* **Material provided**:
--
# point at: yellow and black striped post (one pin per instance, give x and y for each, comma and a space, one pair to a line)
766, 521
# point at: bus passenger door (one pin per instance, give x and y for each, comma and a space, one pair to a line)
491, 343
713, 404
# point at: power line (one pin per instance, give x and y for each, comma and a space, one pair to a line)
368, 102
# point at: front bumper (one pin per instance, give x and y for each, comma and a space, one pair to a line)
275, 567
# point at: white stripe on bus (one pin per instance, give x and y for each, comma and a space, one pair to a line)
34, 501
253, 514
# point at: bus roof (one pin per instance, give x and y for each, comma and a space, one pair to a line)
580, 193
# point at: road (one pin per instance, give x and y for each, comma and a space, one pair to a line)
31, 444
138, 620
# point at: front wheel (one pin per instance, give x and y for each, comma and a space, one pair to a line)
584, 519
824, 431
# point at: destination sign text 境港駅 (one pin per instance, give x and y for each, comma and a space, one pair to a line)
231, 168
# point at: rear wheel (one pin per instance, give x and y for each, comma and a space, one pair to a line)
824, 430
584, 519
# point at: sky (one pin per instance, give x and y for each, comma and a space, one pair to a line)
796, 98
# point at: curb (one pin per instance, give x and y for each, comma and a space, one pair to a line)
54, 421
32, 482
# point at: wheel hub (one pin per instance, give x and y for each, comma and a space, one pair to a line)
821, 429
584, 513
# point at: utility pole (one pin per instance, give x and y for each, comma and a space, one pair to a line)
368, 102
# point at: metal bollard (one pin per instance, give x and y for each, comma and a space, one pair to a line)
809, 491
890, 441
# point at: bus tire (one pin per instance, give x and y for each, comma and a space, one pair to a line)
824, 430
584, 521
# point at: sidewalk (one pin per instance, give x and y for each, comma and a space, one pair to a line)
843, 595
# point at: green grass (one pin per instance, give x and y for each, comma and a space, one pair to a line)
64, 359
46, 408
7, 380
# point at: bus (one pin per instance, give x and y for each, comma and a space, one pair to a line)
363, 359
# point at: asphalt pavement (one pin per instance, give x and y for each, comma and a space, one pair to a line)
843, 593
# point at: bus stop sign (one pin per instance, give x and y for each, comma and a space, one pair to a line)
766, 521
--
* **What the task asks**: Set down only these lines, exactly: the line containing "# point at: sidewalk" and each line after it, through the end of the listing.

* **Exercise output**:
# point at: sidewalk (one pin per instance, give x and y for each, comma and a space, one pair to a line)
843, 595
# point at: green grass (one pin per instance, give x and y for each, comma and a space, one pair to a line)
64, 359
46, 408
7, 380
# point at: bus (one pin per instance, give x and y for each, comma and a space, one pair to a line)
363, 359
# point at: asphalt pavement (one pin per instance, give x and y for each, comma and a space, one pair to a line)
843, 593
# point at: bus stop sign (one pin per instance, give x and y for each, comma and a space, one pair to a line)
766, 521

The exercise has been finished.